Try it:
Extend the stock market report below, picking up after its final sentence.

Provided passage:
......

2023-01-09T22:06:25Z

Traders work on the trading floor at the New York Stock Exchange (NYSE) in New York City, U.S., January 5, 2023. REUTERS/Andrew Kelly

The S&P 500 index (.SPX) erased early gains to close nearly flat on Monday as expectations that the Federal Reserve will become less aggressive with its interest rate hikes were offset by lingering worries about inflation.

The Dow ended lower, and the Nasdaq Composite (.IXIC) ended well off the day’s highs.

Investors are awaiting comments Tuesday from Fed Chair Jerome Powell, who some strategists expect could say more time is needed to show inflation is under control.

Money market bets were showing 77% odds of a 25-basis point hike in the Fed’s February policy meeting.

A consumer prices report due Thursday could be key for rate expectations, said Quincy Krosby, chief global strategist, LPL Financial in Charlotte, North Carolina. “The CPI report this week is going to be essential for fine-tuning the Fed funds futures market.”

Investors also may have sold some shares after recent strong market gains, said Paul Nolte, portfolio manager at Kingsview Investment Management in Chicago. “You’re seeing a little bit of profit-taking ahead of the CPI number due out this week.”

The technology sector (.SPLRCT) gained as Treasury yields fell. Consumer discretionary stocks (.SPLRCD) also rose, with Amazon.com Inc (AMZN.O) up 1.5% after Jefferies said it saw cost pressures easing for the e-commerce giant in the second half of the year.

......

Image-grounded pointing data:
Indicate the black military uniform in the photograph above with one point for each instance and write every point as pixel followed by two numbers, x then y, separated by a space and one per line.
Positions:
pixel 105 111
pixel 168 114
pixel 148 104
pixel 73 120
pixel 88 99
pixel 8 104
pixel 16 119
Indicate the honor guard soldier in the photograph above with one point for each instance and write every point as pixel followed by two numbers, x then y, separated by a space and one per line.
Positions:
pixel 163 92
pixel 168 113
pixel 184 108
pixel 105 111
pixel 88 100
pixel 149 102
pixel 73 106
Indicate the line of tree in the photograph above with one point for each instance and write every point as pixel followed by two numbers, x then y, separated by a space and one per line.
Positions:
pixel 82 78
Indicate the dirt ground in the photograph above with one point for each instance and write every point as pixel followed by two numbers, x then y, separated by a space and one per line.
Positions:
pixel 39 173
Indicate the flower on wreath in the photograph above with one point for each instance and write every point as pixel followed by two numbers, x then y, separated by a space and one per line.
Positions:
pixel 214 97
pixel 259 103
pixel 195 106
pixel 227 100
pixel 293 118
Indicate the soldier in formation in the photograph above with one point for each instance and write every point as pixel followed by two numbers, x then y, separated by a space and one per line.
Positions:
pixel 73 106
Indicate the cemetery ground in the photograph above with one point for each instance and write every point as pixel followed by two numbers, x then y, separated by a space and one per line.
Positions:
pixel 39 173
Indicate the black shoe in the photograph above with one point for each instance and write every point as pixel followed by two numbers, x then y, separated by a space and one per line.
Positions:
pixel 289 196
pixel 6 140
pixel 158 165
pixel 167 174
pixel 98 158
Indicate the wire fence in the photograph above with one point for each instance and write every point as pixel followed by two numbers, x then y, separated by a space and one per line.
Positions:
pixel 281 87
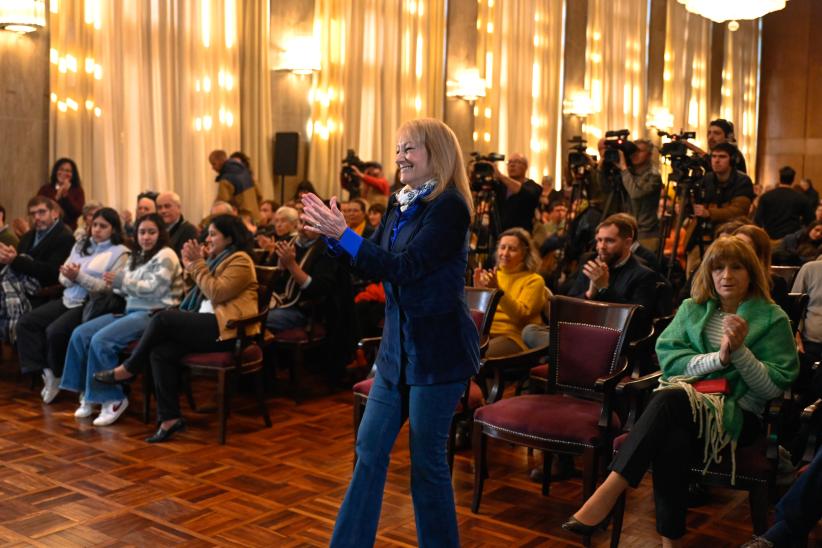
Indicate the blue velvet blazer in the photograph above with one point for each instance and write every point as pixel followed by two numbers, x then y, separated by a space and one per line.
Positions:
pixel 429 336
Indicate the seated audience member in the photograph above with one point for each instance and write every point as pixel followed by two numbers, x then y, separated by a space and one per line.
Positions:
pixel 43 333
pixel 759 241
pixel 354 212
pixel 169 208
pixel 234 183
pixel 797 512
pixel 375 215
pixel 524 291
pixel 33 266
pixel 64 187
pixel 225 289
pixel 7 235
pixel 151 281
pixel 731 330
pixel 614 275
pixel 84 222
pixel 800 247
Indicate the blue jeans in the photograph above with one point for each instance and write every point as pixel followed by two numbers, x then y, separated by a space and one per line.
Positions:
pixel 96 346
pixel 429 410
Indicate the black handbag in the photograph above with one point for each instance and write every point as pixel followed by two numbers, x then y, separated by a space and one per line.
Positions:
pixel 103 302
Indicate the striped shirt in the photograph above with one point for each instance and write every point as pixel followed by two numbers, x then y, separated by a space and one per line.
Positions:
pixel 753 372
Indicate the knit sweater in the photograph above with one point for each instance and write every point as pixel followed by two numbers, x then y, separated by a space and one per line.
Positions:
pixel 520 305
pixel 153 285
pixel 760 369
pixel 102 257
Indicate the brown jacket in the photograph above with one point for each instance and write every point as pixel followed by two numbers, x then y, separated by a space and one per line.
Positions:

......

Answer to this problem:
Also, S&P 500 companies are about to kick off the fourth-quarter earnings period, with results from top U.S. banks expected later this week.

The Dow Jones Industrial Average (.DJI) fell 112.96 points, or 0.34%, to 33,517.65, the S&P 500 (.SPX) lost 2.99 points, or 0.08%, to 3,892.09 and the Nasdaq Composite (.IXIC) added 66.36 points, or 0.63%, to 10,635.65.

Shares of Broadcom Inc (AVGO.O) fell in late trading to end down 2% after Bloomberg, citing people familiar with the matter, reported that Apple Inc (AAPL.O) plans to drop a Broadcom chip in 2025 and use an in-house design instead.

Friday’s jobs report, which showed a moderation in wage increases, lifted hopes that the Fed might become less aggressive in its rate-hike push to reduce inflation.

Tesla Inc (TSLA.O) shares rose 5.9% after the electric-vehicle maker indicated longer waiting times for some versions of the Model Y in China, signaling the recent price cuts could be stoking demand.

Macy’s Inc (M.N) fell 7.7% and Lululemon Athletica Inc (LULU.O) dropped 9.3% after both retailers issued disappointing holiday-quarter forecasts.

Volume on U.S. exchanges was 11.35 billion shares, compared with the 10.90 billion average for the full session over the last 20 trading days.

Advancing issues outnumbered decliners on the NYSE by a 1.85-to-1 ratio; on Nasdaq, a 1.48-to-1 ratio favored advancers.

The S&P 500 posted 13 new 52-week highs and two new lows; the Nasdaq Composite recorded 129 new highs and 32 new lows.